▸ **Description of the task**:
Check every line of the entries below for "backhoe", and copy the lines that have it.

** Opening Exercise data block **

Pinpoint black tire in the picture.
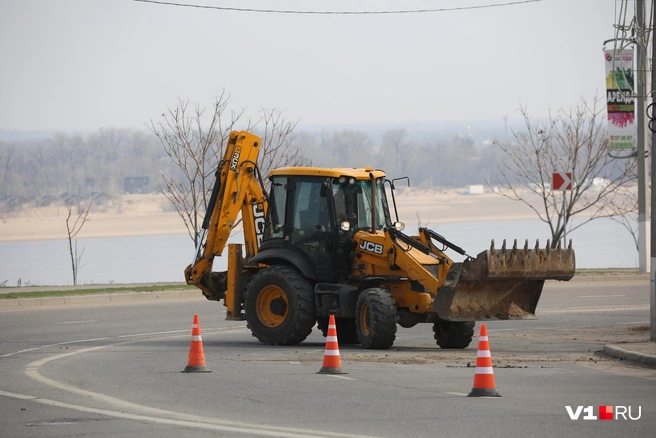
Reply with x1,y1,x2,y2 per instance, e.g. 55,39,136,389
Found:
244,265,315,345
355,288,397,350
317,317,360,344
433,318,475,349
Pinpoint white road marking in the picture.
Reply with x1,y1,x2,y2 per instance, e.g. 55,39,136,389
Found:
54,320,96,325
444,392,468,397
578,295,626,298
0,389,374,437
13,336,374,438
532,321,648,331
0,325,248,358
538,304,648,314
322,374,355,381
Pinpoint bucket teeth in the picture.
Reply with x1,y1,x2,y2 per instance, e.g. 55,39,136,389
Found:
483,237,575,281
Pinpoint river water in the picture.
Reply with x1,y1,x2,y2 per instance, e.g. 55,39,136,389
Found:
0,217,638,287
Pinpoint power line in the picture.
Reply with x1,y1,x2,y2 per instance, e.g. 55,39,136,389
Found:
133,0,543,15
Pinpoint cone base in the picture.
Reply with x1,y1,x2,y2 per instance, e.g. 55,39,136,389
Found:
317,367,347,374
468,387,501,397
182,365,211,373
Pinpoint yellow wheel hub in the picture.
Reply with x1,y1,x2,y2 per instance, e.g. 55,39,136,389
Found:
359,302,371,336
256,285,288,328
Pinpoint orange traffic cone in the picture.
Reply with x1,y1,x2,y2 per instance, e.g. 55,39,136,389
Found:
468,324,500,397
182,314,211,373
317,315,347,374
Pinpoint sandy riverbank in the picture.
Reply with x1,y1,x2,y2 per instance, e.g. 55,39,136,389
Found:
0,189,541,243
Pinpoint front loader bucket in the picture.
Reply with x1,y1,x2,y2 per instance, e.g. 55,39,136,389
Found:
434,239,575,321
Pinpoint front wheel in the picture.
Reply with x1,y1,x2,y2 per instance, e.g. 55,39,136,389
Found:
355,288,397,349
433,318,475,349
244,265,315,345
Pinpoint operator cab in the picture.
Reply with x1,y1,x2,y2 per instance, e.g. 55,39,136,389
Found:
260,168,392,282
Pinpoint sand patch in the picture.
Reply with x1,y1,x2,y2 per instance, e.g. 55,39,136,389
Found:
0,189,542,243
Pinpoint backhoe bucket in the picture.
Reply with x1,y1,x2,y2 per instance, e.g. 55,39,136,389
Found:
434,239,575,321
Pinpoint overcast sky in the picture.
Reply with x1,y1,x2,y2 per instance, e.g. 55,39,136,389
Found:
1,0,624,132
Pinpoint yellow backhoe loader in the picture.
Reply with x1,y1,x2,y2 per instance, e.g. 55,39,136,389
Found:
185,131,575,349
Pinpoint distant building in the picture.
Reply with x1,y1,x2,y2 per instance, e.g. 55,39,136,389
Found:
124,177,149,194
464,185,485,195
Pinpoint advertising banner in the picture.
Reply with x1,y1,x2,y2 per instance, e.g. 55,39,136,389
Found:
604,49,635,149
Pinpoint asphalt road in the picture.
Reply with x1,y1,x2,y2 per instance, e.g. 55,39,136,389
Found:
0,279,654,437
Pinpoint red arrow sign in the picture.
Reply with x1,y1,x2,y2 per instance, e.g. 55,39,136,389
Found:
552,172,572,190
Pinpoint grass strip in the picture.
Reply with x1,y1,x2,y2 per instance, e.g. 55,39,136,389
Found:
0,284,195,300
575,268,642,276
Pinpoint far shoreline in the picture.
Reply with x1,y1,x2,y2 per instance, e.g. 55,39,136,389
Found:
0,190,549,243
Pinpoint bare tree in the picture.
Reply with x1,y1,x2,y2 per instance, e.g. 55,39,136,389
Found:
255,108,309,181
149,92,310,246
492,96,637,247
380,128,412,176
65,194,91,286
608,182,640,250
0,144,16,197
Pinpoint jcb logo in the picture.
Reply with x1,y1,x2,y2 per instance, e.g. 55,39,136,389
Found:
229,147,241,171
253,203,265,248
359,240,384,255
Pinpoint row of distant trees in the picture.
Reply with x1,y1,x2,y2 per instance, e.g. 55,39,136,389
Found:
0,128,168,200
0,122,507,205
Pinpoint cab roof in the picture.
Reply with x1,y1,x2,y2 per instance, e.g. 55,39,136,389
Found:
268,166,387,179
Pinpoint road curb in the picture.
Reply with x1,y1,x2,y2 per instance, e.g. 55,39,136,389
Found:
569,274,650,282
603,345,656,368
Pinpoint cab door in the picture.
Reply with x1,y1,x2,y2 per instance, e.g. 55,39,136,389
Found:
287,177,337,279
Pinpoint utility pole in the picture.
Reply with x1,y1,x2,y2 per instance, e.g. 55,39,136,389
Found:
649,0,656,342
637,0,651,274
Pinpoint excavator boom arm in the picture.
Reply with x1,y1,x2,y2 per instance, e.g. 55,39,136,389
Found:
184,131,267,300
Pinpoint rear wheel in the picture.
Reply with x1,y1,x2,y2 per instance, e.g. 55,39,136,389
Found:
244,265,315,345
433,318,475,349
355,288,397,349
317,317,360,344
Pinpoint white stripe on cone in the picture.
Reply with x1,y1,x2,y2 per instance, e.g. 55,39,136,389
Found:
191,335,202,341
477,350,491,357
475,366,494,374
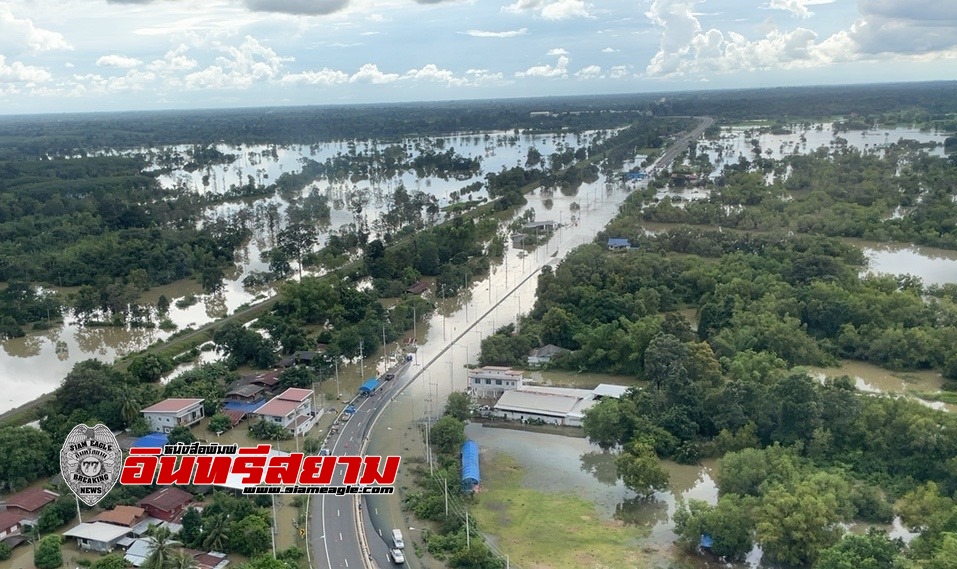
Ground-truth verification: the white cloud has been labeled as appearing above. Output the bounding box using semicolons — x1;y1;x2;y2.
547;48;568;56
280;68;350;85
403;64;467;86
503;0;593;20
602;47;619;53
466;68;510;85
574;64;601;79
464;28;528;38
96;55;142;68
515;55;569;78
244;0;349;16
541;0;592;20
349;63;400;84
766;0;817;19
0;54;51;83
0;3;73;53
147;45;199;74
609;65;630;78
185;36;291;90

** Closing Exercise data block **
** Opening Exercise data block **

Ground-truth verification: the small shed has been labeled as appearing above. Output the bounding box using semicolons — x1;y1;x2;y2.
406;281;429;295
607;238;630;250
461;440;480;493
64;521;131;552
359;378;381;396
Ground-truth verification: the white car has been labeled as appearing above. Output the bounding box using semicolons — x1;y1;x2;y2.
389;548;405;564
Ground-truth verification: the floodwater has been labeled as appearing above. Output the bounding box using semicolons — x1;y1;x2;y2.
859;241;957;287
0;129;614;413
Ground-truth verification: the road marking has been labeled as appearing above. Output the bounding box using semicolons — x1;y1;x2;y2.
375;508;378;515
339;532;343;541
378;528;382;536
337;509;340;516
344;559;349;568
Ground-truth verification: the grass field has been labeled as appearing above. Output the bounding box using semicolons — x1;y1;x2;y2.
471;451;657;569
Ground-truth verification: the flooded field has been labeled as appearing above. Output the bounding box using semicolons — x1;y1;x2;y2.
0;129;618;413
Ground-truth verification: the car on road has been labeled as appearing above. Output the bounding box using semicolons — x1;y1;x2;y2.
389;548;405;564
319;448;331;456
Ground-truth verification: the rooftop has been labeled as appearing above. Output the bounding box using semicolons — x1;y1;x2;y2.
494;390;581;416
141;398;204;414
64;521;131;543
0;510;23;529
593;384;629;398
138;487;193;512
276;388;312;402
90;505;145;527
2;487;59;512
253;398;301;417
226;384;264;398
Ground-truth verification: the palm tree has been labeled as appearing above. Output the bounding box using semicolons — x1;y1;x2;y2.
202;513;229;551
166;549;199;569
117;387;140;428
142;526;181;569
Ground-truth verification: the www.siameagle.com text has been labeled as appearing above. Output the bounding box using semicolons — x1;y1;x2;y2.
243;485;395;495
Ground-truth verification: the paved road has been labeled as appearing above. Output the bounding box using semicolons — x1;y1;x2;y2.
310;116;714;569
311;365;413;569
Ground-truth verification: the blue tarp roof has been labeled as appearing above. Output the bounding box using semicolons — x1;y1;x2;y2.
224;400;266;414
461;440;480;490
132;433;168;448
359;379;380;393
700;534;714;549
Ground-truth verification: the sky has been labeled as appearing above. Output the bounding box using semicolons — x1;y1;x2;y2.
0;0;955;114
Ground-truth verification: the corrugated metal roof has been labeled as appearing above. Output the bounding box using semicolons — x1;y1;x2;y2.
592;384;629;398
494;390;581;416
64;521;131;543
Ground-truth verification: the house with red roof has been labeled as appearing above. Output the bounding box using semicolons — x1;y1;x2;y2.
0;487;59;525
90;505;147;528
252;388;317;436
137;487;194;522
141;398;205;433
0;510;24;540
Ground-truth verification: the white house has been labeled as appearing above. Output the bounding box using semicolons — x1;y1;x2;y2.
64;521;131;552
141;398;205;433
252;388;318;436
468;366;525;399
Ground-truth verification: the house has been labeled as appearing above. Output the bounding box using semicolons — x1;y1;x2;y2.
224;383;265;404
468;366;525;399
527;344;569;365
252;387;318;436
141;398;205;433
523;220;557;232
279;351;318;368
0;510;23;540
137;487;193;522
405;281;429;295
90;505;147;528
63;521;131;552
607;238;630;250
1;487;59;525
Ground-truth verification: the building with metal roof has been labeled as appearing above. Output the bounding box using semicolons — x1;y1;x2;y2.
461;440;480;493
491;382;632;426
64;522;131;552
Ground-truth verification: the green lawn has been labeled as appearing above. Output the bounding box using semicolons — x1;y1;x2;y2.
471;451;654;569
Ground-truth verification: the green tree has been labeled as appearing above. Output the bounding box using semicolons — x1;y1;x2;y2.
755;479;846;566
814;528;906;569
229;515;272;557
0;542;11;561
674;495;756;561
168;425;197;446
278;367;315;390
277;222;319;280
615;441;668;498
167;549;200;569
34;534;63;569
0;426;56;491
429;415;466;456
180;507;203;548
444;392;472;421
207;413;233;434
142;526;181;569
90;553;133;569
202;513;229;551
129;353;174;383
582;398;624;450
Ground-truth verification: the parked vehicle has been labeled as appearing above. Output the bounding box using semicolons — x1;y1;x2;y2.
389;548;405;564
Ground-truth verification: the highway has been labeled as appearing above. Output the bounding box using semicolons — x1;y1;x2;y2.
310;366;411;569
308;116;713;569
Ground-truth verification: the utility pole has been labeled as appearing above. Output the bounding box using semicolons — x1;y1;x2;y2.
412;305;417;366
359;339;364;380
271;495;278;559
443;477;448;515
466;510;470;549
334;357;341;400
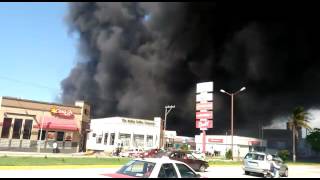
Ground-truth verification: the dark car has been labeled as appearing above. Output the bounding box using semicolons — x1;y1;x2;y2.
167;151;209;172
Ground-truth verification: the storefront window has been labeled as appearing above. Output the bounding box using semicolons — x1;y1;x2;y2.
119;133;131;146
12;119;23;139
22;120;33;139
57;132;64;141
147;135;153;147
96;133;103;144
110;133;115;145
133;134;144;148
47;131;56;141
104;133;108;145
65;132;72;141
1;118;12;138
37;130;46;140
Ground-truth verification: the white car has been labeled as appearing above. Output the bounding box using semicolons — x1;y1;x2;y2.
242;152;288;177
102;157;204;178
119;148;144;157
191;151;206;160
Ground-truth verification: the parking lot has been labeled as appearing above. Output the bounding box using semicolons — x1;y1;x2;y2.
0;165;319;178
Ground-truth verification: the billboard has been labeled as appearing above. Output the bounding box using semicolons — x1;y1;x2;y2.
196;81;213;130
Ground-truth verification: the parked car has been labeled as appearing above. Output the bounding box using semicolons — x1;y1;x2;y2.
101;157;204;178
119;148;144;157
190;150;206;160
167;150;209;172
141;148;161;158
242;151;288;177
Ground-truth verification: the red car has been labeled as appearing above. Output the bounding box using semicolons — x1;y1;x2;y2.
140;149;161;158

** Closing Exercise data block **

▸ **Answer**:
Pinpoint backhoe bucket in the picture.
Pinpoint yellow backhoe loader in the picture.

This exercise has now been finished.